Haiti - The physiotherapist with Marie Lucia, who suffered a stroke. The physiotherapist has just given Marie Lucia material to continue her rehabilitation exercises at home. | © C. Alzamora / HI
The new World Health Organisation’s Bulletin, published on November 2nd, is on the theme of “Advancing rehabilitation through health policy and system research”.
The WHO Bulletin is one of the world's leading public health journals, with a special focus on low and middle-income countries. Humanity & Inclusion, with its extensive experience in the rehabilitation sector, was a contributor and is featured in the Bulletin.
Today, an estimated 2.4 billion people live with conditions that could benefit from rehabilitation. This number has increased by about two thirds during the past three decades and reflects the enormous and growing need for rehabilitation. However, many people do not receive the rehabilitation they require, especially in low- and middle-income countries.
Through research articles, news and editorials, this issue of the WHO Bulletin sheds light on the importance of rehabilitation in health systems.
Didier Demey, Humanity & Inclusion’s rehabilitation manager, co-authored the article “International collaboration to improve physiotherapists’ training, Viet Nam”, based on the operational experience of rehabilitation professional organisations. Shortages of rehabilitation professionals, a relatively low level of skills and knowledge, and the inequitable distribution of these workers need to be addressed in order to improve access to rehabilitation services.
Humanity & Inclusion’s work is also featured in the article “Rehabilitation in a war zone”, which illustrates how international partners are boosting the rehabilitation capacity of the Ukrainian health system to meet the need of the people injured by the conflict.

| QUESTIONS |
1: Answer these from the text about the WHO rehabilitation Bulletin:
(a) On what date was the new Bulletin published?
(b) About how many people are estimated to live with conditions that could benefit from rehabilitation?
(c) Who co-authored the article "International collaboration to improve physiotherapists' training, Viet Nam"?
2: The text about the WHO rehabilitation Bulletin names the problems that must be addressed to improve access to rehabilitation services. List all of them.
3: Pick up the text about the WHO rehabilitation Bulletin after its final sentence and write what comes next.
The rows are not needed for any of this work.

| ENTRIES PROVIDED |
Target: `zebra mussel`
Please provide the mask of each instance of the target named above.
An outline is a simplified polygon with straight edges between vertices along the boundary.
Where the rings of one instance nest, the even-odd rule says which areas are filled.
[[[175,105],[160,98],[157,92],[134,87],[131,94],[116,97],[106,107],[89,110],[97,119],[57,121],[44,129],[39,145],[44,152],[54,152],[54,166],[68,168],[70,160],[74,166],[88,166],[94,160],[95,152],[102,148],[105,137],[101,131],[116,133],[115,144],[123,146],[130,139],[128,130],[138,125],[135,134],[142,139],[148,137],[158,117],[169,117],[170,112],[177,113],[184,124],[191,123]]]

| ANSWERS FOR EACH ITEM |
1:
(a) November 2nd
(b) About 2.4 billion
(c) Didier Demey, Humanity & Inclusion's rehabilitation manager

2:
- Shortages of rehabilitation professionals
- A relatively low level of skills and knowledge
- The inequitable distribution of these workers

3:
“What we see most commonly are extensive burns and complex fractures caused by explosive ordnances,” says Pauline Falipou, an emergency rehabilitation specialist with Humanity & Inclusion. “The injuries sustained generally require immediate surgical intervention followed by intensive rehabilitation that has to start as soon as possible and should be followed for months if not years,” she explains.
Since March 2022, Humanity & Inclusion has been supporting the rehabilitation and assistive technology needs of injured people in Ukraine’s frontline hospitals, but has also worked to address the needs of people living with disabilities in the many communities affected by war, including those living in homes for the elderly and children.
This issue of the WHO Bulletin provides evidence and arguments to invest in rehabilitation as an essential component of health. “My hope is that all those involved in public health will recognize rehabilitation as part of their core business” wrote the Director General of WHO in his editorial.